--- START OF EXERCISE INPUT ---

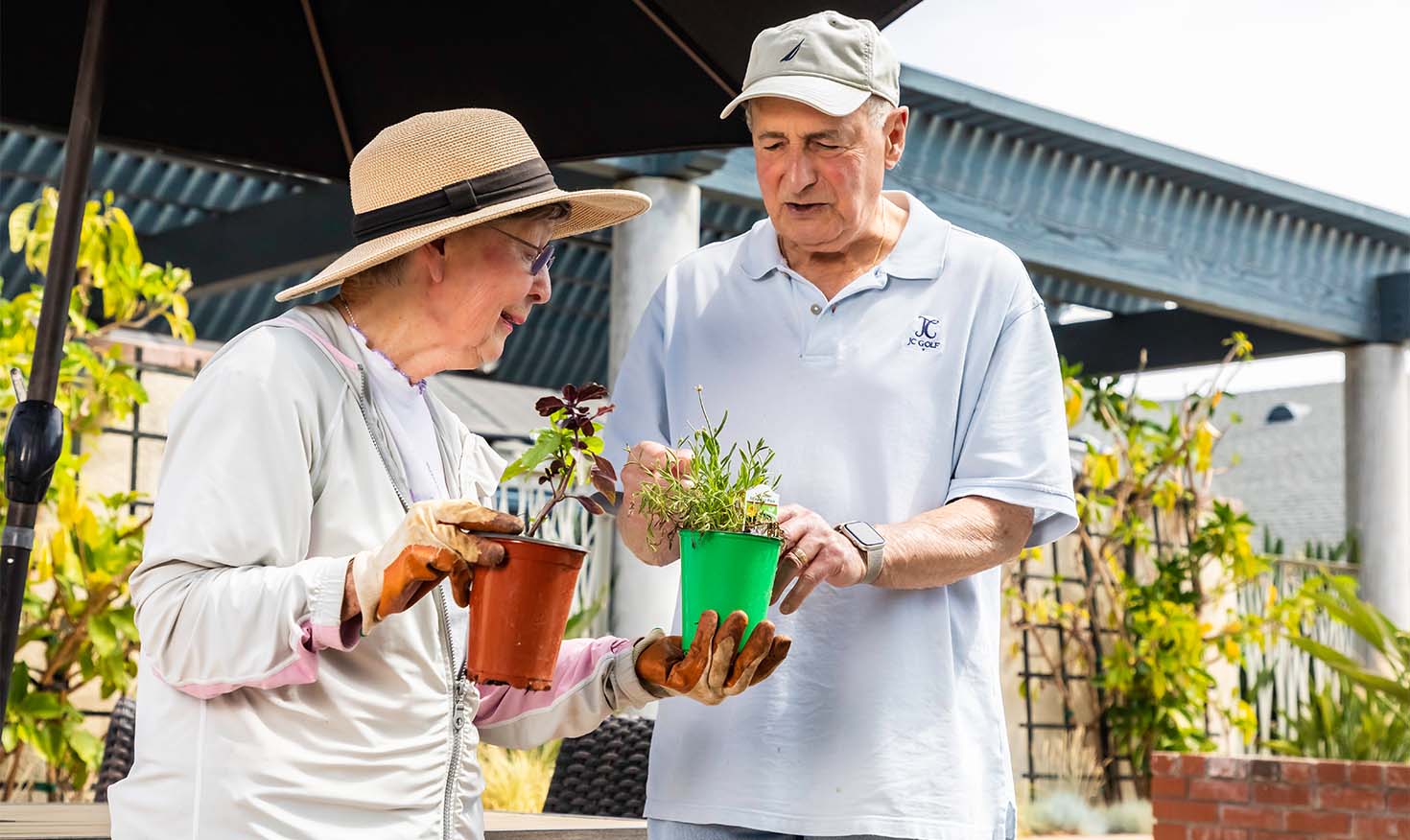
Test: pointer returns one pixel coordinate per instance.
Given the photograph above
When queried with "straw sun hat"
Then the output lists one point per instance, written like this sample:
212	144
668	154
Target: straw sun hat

--- END OF EXERCISE INPUT ---
--- START OF EXERCISE INPUT ---

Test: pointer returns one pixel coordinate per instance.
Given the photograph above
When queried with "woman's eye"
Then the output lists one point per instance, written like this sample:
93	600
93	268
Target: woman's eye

--- END OF EXERCISE INPUT ---

* _WRITTEN REQUEST_
From the data above, pull out every line that contains the word "queried", treating uppercase and lowercase as different.

* _FINAL RESULT_
When queried with "straw sun hat"
When queried with "woman's eye"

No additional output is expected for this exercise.